__TASK TO CARRY OUT__: How many lines in the rows below contain the string "engine"? Case counts, so match uppercase and lowercase letters exactly, and reply with the number alone.

__Excerpts from annotation records__:
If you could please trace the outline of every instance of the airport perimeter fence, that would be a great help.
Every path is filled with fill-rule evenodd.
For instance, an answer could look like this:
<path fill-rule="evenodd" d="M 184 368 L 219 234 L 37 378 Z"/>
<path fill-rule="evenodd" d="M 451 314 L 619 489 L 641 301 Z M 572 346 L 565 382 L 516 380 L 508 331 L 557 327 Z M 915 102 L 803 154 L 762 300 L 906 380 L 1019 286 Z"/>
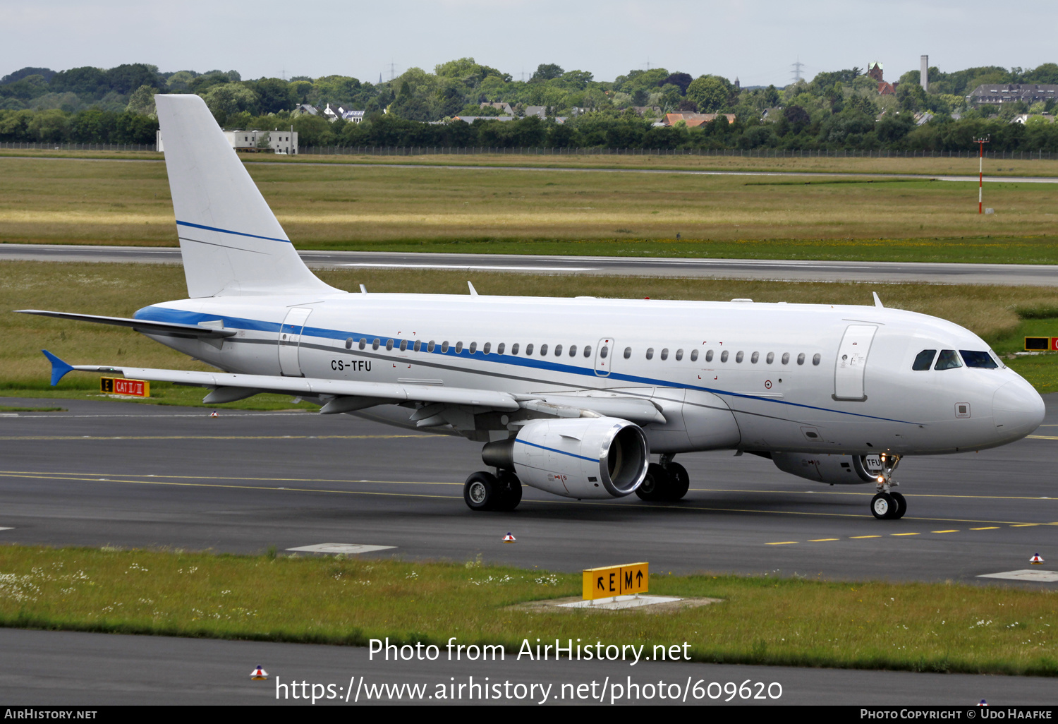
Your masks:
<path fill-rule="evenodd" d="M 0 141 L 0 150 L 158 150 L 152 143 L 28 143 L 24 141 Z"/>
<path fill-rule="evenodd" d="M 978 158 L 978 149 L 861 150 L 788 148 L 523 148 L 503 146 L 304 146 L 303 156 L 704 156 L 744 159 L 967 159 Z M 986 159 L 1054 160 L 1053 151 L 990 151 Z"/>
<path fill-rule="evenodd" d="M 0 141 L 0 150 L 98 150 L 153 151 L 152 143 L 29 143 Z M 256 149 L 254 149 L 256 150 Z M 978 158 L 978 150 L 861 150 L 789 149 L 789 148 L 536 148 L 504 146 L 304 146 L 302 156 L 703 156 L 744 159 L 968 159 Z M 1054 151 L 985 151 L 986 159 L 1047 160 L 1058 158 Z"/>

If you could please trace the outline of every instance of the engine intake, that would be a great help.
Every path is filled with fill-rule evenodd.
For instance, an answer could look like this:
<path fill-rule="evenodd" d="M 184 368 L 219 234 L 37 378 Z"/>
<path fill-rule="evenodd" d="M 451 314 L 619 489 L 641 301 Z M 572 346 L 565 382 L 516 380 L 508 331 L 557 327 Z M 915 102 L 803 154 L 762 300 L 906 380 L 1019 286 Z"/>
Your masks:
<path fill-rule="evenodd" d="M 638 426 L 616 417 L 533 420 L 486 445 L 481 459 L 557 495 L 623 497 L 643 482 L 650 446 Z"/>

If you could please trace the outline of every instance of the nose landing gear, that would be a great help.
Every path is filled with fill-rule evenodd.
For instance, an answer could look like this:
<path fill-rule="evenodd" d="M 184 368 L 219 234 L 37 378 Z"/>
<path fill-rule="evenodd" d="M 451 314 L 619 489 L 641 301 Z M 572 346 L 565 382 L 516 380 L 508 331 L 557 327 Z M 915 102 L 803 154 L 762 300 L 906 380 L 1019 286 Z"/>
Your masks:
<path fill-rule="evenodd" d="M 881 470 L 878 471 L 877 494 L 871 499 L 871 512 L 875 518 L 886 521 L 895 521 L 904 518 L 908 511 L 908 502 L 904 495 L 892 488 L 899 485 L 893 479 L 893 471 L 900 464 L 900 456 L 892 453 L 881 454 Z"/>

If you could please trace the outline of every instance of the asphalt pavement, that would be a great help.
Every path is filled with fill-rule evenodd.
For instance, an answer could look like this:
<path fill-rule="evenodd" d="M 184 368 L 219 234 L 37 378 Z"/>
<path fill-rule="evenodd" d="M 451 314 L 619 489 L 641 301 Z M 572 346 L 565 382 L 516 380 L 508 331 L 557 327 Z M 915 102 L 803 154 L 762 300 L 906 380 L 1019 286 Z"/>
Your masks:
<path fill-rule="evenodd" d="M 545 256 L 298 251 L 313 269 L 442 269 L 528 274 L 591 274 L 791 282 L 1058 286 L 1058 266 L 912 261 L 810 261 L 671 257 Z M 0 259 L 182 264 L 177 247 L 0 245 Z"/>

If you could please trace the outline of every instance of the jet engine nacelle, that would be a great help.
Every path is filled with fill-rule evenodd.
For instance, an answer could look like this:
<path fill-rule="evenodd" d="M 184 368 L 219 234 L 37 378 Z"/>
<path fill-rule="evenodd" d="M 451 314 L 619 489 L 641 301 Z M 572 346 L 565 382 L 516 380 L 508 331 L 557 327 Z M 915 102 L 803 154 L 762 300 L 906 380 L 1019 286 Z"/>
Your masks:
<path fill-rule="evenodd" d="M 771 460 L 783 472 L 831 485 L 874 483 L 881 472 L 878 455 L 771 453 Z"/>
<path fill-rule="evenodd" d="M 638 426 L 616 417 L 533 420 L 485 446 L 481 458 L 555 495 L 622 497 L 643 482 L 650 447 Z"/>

__COMPLETED TASK__: 2